Natural language region descriptions:
□ □ □
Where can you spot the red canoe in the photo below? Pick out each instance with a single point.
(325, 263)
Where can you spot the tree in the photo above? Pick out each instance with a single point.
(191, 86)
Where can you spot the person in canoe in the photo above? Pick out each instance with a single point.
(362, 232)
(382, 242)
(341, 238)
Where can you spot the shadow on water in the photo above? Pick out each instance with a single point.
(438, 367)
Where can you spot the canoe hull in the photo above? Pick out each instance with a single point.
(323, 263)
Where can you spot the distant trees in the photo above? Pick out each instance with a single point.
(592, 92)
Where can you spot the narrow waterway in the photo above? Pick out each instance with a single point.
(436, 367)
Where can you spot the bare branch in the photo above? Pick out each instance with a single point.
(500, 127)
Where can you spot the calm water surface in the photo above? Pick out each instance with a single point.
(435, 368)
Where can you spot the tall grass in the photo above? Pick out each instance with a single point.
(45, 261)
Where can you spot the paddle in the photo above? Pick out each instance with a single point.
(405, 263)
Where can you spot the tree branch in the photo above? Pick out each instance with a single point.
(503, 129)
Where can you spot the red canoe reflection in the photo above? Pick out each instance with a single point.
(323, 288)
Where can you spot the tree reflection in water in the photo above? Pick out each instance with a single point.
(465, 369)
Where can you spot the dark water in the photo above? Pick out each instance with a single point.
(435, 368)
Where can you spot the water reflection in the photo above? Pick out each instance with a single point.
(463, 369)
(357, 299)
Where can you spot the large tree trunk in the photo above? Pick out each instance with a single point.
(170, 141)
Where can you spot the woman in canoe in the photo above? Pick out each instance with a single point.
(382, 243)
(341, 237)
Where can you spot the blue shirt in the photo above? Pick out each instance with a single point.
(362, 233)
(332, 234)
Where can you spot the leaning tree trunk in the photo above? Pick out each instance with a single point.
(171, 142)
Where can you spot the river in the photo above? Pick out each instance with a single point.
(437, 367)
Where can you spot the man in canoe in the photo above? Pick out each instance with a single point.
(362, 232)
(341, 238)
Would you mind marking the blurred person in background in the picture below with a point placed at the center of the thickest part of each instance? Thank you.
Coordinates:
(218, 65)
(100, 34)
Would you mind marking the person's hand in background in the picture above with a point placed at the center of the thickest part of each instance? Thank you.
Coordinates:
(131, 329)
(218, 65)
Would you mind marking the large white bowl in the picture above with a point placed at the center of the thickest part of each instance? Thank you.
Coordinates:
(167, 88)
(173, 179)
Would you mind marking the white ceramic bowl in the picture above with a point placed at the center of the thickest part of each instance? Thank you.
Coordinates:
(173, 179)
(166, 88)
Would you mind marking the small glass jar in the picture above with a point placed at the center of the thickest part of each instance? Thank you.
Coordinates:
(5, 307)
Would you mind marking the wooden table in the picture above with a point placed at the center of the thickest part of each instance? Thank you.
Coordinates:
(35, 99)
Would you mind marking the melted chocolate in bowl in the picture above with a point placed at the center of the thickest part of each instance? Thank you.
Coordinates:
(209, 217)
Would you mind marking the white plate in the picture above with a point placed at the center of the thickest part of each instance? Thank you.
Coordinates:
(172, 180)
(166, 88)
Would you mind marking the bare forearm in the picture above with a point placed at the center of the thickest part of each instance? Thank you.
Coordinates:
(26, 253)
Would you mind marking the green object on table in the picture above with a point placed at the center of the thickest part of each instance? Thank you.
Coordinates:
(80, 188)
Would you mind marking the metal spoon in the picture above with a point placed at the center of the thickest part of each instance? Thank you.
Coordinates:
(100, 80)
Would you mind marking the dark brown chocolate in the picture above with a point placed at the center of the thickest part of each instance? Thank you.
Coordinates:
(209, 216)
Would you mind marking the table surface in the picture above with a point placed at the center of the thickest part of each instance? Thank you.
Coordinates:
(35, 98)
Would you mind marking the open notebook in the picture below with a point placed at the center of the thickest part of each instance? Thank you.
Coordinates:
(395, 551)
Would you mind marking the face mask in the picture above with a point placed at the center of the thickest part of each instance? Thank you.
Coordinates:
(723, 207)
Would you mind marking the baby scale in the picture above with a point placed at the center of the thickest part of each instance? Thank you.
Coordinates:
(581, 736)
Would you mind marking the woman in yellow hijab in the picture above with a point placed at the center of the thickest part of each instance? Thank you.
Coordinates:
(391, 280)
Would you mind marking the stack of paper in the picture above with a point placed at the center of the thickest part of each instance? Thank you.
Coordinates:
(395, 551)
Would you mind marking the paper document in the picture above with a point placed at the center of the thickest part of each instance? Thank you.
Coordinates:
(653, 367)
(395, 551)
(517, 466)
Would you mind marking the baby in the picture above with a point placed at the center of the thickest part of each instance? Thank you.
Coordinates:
□ □ □
▶ _Assignment_
Whenever the word "paper" appears in a line above, copy that line.

▶ _Solved problem_
Would you mind marking the stack of paper in the picture above with a point placed at the center of the thickest part of each instance? Thank you.
Would you mind marking the paper document in the picture above with a point placed at the center of the thickest part of each instance? Thank you.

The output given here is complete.